** Opening Given entries block **
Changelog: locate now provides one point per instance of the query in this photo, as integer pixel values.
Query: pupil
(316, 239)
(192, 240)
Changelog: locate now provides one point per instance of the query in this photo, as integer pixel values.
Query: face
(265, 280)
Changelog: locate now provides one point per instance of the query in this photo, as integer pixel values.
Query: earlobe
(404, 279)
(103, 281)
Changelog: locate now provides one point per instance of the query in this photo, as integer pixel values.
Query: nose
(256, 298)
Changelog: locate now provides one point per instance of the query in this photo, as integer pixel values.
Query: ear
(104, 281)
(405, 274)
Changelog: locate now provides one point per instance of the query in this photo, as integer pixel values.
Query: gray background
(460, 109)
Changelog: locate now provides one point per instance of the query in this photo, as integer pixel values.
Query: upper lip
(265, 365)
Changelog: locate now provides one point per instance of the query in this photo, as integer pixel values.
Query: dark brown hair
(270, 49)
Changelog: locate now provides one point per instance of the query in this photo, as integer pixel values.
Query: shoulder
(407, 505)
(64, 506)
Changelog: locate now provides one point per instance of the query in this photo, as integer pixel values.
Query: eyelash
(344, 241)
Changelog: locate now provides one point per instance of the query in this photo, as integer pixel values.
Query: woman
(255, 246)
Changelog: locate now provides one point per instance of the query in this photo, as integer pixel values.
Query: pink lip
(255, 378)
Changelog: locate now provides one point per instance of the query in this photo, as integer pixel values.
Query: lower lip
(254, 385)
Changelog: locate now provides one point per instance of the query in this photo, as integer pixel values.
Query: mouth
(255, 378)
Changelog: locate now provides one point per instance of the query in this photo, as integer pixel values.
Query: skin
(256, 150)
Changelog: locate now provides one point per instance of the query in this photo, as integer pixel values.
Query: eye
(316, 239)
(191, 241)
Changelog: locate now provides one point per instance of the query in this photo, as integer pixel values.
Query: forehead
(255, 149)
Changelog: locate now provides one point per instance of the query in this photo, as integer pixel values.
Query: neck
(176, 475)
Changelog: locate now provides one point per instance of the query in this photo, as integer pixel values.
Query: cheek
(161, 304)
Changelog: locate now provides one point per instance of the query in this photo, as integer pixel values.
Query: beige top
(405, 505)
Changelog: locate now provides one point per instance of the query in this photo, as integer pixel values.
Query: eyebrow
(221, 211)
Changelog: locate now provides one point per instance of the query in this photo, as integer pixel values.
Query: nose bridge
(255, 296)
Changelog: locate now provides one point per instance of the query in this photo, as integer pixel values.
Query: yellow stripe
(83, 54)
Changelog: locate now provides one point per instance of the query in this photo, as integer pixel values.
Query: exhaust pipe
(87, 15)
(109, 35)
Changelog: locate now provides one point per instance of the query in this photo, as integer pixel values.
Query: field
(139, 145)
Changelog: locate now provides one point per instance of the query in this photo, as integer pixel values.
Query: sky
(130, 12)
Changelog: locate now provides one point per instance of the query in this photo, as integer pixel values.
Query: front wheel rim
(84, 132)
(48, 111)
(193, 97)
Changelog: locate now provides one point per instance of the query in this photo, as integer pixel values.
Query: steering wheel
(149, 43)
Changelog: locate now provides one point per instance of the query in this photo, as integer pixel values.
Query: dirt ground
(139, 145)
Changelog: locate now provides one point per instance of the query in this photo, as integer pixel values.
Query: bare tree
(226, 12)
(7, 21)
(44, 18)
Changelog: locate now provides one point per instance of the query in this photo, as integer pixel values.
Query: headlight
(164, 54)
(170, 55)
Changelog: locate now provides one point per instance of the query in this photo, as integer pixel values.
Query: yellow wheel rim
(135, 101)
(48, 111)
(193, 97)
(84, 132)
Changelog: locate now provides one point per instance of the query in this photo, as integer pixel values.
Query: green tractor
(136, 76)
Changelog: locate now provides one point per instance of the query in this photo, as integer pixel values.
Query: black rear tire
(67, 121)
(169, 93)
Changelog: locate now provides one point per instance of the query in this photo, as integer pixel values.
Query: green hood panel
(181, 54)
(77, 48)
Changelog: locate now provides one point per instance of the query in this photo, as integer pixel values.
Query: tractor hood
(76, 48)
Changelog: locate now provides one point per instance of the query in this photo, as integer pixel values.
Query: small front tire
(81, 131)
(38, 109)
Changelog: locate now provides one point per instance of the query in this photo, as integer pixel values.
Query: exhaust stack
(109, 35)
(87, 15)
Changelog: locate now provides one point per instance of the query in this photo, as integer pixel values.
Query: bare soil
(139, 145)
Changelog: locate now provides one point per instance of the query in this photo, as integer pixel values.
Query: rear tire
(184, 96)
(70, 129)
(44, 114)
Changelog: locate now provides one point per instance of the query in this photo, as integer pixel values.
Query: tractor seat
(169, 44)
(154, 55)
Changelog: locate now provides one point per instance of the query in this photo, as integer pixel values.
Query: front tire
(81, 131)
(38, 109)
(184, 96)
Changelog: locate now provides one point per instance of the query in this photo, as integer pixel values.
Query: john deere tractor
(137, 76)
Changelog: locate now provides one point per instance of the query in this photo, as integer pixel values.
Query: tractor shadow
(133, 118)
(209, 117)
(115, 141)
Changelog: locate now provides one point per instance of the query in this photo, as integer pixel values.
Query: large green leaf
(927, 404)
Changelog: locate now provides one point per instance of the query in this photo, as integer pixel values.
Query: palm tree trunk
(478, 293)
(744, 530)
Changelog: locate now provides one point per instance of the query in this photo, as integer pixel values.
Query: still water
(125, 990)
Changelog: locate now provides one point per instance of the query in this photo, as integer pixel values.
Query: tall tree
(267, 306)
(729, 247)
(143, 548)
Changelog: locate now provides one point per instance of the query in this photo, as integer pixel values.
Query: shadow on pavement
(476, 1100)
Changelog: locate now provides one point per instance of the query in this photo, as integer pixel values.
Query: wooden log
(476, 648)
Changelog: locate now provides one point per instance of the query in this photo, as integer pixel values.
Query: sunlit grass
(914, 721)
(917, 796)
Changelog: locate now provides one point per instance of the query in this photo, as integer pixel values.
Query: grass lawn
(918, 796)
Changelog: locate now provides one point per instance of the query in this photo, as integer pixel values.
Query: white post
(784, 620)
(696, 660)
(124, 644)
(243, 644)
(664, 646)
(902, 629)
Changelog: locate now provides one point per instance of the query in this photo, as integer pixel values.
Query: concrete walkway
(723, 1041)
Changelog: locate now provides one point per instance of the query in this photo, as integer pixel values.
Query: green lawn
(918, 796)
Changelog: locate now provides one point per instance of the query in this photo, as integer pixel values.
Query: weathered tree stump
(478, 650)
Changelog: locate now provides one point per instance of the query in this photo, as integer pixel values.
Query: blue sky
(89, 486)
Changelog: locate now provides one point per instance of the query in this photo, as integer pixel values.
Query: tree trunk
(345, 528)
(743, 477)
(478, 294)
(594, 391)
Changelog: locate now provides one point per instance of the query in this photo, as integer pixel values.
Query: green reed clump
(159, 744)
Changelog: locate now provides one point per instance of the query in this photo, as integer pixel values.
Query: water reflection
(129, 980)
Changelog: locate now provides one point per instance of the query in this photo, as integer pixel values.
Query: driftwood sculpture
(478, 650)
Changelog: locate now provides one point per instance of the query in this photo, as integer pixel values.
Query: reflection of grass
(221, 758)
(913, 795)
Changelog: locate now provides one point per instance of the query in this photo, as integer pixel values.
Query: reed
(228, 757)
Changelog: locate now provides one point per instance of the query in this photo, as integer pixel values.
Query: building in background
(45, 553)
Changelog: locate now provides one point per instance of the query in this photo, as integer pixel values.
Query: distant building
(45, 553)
** Closing Given entries block **
- **Work to be completed**
Word for word, return all of the records.

- **Completed exercise**
Changelog: locate now provides one point per instance of the query in this photo, as integer pixel values.
Query: pupil
(316, 239)
(192, 240)
Changelog: locate now provides one point per instance of the query in this photo, as integer pixel values.
Query: face
(265, 280)
Changelog: locate now provides one point per instance of the query in this photo, as integer pixel values.
Query: earlobe
(404, 279)
(103, 281)
Changelog: locate now provides one point per instance of the query in this photo, as integer pixel values.
Query: nose
(256, 298)
Changelog: locate now provides one point per instance of the query in this photo, as integer pixel values.
Query: ear
(104, 281)
(405, 274)
Changelog: locate now provides one point per instance of the query in this photo, as integer pixel values.
Query: gray background
(460, 109)
Changelog: locate now provides one point per instance of the query in this photo, as integer pixel values.
Query: upper lip
(265, 365)
Changelog: locate now provides one point per instance of the query in this photo, as integer pixel values.
Query: dark brown hair
(270, 49)
Changelog: locate now provides one point per instance of the query in this photo, as integer pixel values.
Query: shoulder
(407, 505)
(64, 506)
Changelog: locate now provides one point per instance of the query in this photo, as integer pixel values.
Query: eyelash
(344, 241)
Changelog: locate now provides one point per instance of the query in this photo, as integer pixel values.
Query: woman
(255, 246)
Changelog: locate now provides one point per instance of the query in this photo, as integer pixel values.
Query: pink lip
(255, 378)
Changelog: locate now provides one point per instance of the query in this photo, as integer pixel values.
Query: lower lip
(254, 385)
Changelog: locate now provides one point per instance of the query in this photo, as integer pixel values.
Query: mouth
(255, 378)
Changelog: locate now provides one point per instance of the query in this photo, as integer pixel values.
Query: skin
(256, 150)
Changelog: locate now provides one point per instance of the query in this photo, as integer pixel values.
Query: eye
(316, 239)
(191, 241)
Changelog: locate now provides one point per instance of the query in this photo, as integer pixel values.
Query: forehead
(255, 149)
Changelog: locate now provides one point per instance of the query in this photo, as integer pixel values.
Query: neck
(176, 475)
Changelog: locate now provides one point per instance of the query in this photo, as integer pixel values.
Query: cheek
(161, 304)
Changelog: locate now provides one point per instance of the query in this photo, as integer pixel values.
Query: beige top
(405, 505)
Changelog: locate now provides one point per instance of the query in this photo, as integer pixel values.
Query: eyebrow
(221, 211)
Changelog: locate now provides one point per instance of the query in this photo, as integer pixel values.
Query: nose bridge
(255, 296)
Changelog: locate now provides one point per instance of the query in this photo, as integer pixel values.
Query: yellow stripe
(83, 54)
Changelog: locate now provides one point per instance of the query in this photo, as integer pixel values.
Query: exhaust pipe
(87, 15)
(109, 35)
Changelog: locate now provides one point per instance of the query in this photo, as integer pixel values.
Query: field
(139, 145)
Changelog: locate now provides one point per instance of the query in this photo, as integer pixel values.
Query: sky
(130, 12)
Changelog: locate now provides one point per instance of the query in this photo, as integer pixel values.
Query: front wheel rim
(84, 132)
(48, 111)
(193, 97)
Changelog: locate now provides one point per instance of the query in this photo, as integer pixel values.
Query: steering wheel
(149, 43)
Changelog: locate now provides one point per instance of the query in this photo, as integer pixel values.
Query: dirt ground
(139, 145)
Changelog: locate now provides one point per instance of the query in this photo, as integer pixel values.
Query: bare tree
(226, 12)
(7, 21)
(44, 18)
Changelog: locate now provides one point per instance of the query in this photo, as integer pixel values.
Query: headlight
(164, 54)
(170, 55)
Changelog: locate now provides one point per instance of the query in this photo, as integer pixel values.
Query: yellow wheel rim
(135, 101)
(48, 111)
(193, 97)
(84, 132)
Changelog: locate now provides one point per instance of the query in this photo, as integer pixel values.
Query: green tractor
(136, 76)
Changelog: locate now provides one point per instance of the query in this photo, as integer pixel values.
Query: black rear tire
(67, 121)
(169, 93)
Changelog: locate now provides one point per instance of the query in this photo, as integer pixel values.
Query: green hood panel
(181, 54)
(77, 48)
Changelog: locate now provides one point per instance of the query in this photo, as integer pixel values.
Query: tractor hood
(76, 48)
Changelog: locate now provides one point per instance of the query in this photo, as integer pixel values.
Query: small front tire
(81, 131)
(38, 109)
Changelog: locate now provides one point per instance of the query in this photo, as integer pixel values.
Query: exhaust stack
(109, 35)
(87, 15)
Changelog: locate now provides one point per instance of the query in this photo, as integer pixel values.
Query: bare soil
(139, 145)
Changelog: locate now provides one point per instance of the query in this photo, as integer pixel values.
Query: rear tire
(184, 96)
(70, 129)
(44, 114)
Changelog: locate now provides one point per instance of the query in this photo, as integer pixel values.
Query: tractor seat
(169, 44)
(154, 55)
Changelog: locate now provides one point per instance of the query in this photo, as integer pixel values.
Query: front tire
(81, 131)
(38, 109)
(184, 96)
Changelog: locate now provides one point per instance of the query in this photo, as integer pixel values.
Query: john deere tractor
(137, 76)
Changelog: locate now provides one point per instance of the query in this photo, as integer pixel values.
Query: tractor shadow
(133, 118)
(209, 117)
(115, 141)
Changelog: locate now provides one point per instance of the query in this photo, as integer pixel values.
Query: large green leaf
(927, 404)
Changelog: locate now provides one point per instance of the query in this photo, as integer pixel values.
Query: palm tree trunk
(478, 293)
(744, 530)
Changelog: locate now provides one point per instance of the query in this photo, as integer pixel values.
Query: still water
(125, 990)
Changelog: locate now provides one point per instance of the query in this photo, as integer pixel values.
Query: tall tree
(267, 306)
(729, 247)
(143, 548)
Changelog: locate now provides one point per instance of the query in this photo, as integer pixel values.
Query: shadow on pavement
(476, 1100)
Changelog: locate now provides one point per instance of the query in this photo, as integer pixel values.
Query: wooden log
(476, 648)
Changelog: locate now provides one point per instance of the query in this photo, as integer pixel values.
Query: sunlit grass
(914, 721)
(917, 796)
Changelog: locate now provides one point per instance of the query in this photo, as integer pixel values.
Query: grass lawn
(918, 796)
Changelog: locate now provides one point per instance of the query in this photo, as integer pixel values.
Query: white post
(784, 620)
(696, 660)
(124, 644)
(243, 644)
(664, 646)
(902, 629)
Changelog: locate now provides one point per instance of the query in this photo, as integer pixel values.
Query: concrete walkway
(723, 1041)
Changelog: locate now provides one point per instance of the query in this photo, as integer pixel values.
Query: green lawn
(918, 796)
Changelog: locate now provides one point per instance of the query in this photo, as integer pixel values.
Query: weathered tree stump
(478, 650)
Changelog: locate now provides one point per instance of the query in this photo, as integer pixel values.
Query: blue sky
(89, 486)
Changelog: locate now provides one point per instance of the query in this photo, as integer pixel values.
Query: tree trunk
(345, 528)
(743, 477)
(478, 294)
(594, 391)
Changelog: locate now provides one point per instance of the query in this photo, as integer pixel values.
Query: green reed clump
(159, 744)
Changelog: locate now provides one point per instance of the query in this photo, as integer pixel values.
Query: water reflection
(129, 980)
Changelog: locate now provides one point per instance of the query in this photo, as integer pixel values.
Query: driftwood sculpture
(478, 650)
Changelog: locate now provides one point per instance of the query in this photo, as integer pixel values.
Query: reflection of grass
(221, 758)
(913, 795)
Changelog: locate now provides one point per instance of the query in this photo, as integer pixel values.
Query: reed
(228, 757)
Changelog: locate now provides one point per instance of the query in this photo, as integer pixel values.
Query: building in background
(45, 553)
Changelog: locate now provides one point per instance of the query in this photo, as integer pixel values.
Query: distant building
(45, 553)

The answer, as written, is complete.